## EXTRACTED DATA:
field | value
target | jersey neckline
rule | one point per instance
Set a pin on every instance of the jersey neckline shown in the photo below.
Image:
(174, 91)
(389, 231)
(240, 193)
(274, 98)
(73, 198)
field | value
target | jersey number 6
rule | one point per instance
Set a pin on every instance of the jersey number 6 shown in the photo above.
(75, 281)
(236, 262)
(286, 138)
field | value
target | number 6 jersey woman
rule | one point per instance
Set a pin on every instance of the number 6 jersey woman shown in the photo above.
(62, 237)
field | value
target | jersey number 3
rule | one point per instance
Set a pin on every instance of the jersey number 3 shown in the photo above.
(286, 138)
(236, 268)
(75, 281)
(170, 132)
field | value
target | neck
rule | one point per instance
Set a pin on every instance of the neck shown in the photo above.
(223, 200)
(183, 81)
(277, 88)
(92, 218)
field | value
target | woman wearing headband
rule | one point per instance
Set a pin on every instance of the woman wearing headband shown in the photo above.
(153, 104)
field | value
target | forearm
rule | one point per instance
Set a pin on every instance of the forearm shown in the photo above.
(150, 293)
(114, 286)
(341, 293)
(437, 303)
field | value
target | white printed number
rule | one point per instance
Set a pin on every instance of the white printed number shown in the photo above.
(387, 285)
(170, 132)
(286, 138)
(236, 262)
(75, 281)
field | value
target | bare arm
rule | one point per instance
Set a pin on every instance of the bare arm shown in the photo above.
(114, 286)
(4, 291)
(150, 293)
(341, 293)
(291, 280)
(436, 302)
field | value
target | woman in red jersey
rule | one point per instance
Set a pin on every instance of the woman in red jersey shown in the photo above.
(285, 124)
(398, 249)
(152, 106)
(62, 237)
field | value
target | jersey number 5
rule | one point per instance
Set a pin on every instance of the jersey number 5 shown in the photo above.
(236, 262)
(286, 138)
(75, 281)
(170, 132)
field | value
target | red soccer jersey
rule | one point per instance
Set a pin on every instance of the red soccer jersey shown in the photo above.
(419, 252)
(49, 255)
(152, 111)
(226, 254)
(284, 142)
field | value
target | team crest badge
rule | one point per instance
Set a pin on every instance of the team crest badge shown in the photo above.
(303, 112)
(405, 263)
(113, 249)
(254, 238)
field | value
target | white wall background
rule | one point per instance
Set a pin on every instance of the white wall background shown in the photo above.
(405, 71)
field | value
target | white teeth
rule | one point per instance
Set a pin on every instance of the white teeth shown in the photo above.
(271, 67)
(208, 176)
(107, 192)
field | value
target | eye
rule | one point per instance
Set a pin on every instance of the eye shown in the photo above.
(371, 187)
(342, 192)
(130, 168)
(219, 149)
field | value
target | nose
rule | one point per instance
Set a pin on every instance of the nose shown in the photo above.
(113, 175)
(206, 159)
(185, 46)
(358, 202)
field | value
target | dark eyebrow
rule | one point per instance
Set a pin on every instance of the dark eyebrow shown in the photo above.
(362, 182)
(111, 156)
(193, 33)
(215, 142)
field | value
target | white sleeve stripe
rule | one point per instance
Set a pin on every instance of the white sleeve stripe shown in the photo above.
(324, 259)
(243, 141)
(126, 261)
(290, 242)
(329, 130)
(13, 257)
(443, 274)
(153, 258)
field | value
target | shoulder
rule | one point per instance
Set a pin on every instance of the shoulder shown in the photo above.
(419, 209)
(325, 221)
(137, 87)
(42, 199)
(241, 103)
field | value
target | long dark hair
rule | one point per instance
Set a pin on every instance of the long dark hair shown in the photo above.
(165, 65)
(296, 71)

## ABOUT THIS TASK:
Copy the data. Make sure every line matches exactly.

## THE ANSWER:
field | value
target | jersey neckline
rule | one point per instance
Set a pin on every instance of the jersey neckline shown in the photo below.
Image:
(174, 91)
(389, 231)
(240, 193)
(274, 98)
(73, 198)
field | value
target | jersey number 6
rule | one point per instance
Set a pin on every instance of the jersey number 6 shown in the photo above.
(75, 281)
(236, 262)
(286, 138)
field | value
target | number 6 jersey woman
rule | one point per instance
Set a pin on every instance of the number 6 jersey woman shown in the photo above.
(62, 237)
field | value
target | jersey number 3
rule | one point per instance
Set a pin on every instance of the jersey number 3 shown in the photo above.
(286, 138)
(236, 268)
(75, 281)
(170, 132)
field | value
target | neck
rule | one point per instance
Set a pin on every instance of the neck shown in the photo above.
(223, 200)
(183, 81)
(277, 88)
(92, 218)
field | value
target | woman wearing headband
rule | one point per instance
Set a pin on every instance of the woman wearing headband shown in the photo above.
(153, 104)
field | value
target | forearm
rule | one point per instance
Set a pin on every instance of the forearm shown in the photo above.
(150, 293)
(114, 286)
(341, 293)
(437, 303)
field | value
target | white printed number
rule | one point per instance
Set a pin on every instance of the white printed number shown in the photo above.
(387, 285)
(170, 132)
(286, 138)
(236, 262)
(75, 281)
field | value
target | bare arm
rule | one point per instance
Set a pin on every instance of the bare arm shown in the photo above.
(114, 286)
(4, 291)
(150, 293)
(341, 293)
(291, 280)
(436, 302)
field | value
target | woman in red jersey
rule | one point per instance
Set a pin on every instance of the woman in red jersey shown in the photo above.
(285, 124)
(398, 249)
(152, 106)
(62, 237)
field | value
target | jersey number 5
rule | one point per instance
Set a pin on every instance of the jersey number 5 shown in the photo above.
(236, 262)
(286, 138)
(75, 281)
(170, 132)
field | value
target | red soccer jersey
rule | one point per instance
Set a pin on every instance of the red soccer jersey shown in the photo above.
(419, 252)
(49, 255)
(152, 111)
(226, 254)
(284, 142)
field | value
target | team crest badge
rule | one point per instance
Set a pin on every instance of the team crest badge shown in the photo above.
(303, 112)
(405, 263)
(113, 249)
(254, 238)
field | value
target | white wall background
rule | one point per instance
Set a pin on every instance of the white wall background shown in the photo above.
(405, 71)
field | value
target | white teeth
rule | one point per instance
Set a pin on every instance of the white teeth shown in the photo above.
(271, 67)
(208, 176)
(107, 192)
field | value
target | eye
rule | one point per instance
Set a pin on every instance of the eye shown in the photo above.
(371, 187)
(342, 192)
(130, 168)
(219, 149)
field | value
target | nose
rule | one point per instance
Set a pin on every instance of the nose shown in the photo above.
(113, 175)
(206, 159)
(185, 46)
(358, 202)
field | value
target | dark eyebrow
rule | one point per instance
Set a pin on every instance of the dark eyebrow shown in the photo above.
(362, 182)
(111, 156)
(193, 33)
(215, 142)
field | value
target | white sleeve stripe
rule | one point per instance
Set a pin on every instance of the white sleeve stripe shown in the photo above.
(324, 259)
(243, 141)
(126, 261)
(290, 242)
(329, 130)
(13, 257)
(443, 274)
(153, 258)
field | value
target | shoulder
rule | one point per instance
Set a pin on every instance of the shoulder shown in the photo above.
(419, 209)
(325, 221)
(137, 87)
(42, 199)
(241, 103)
field | value
target | long dark hair
rule | one point per instance
Set a pin on every instance of the long dark hair shown in the photo above.
(165, 65)
(296, 71)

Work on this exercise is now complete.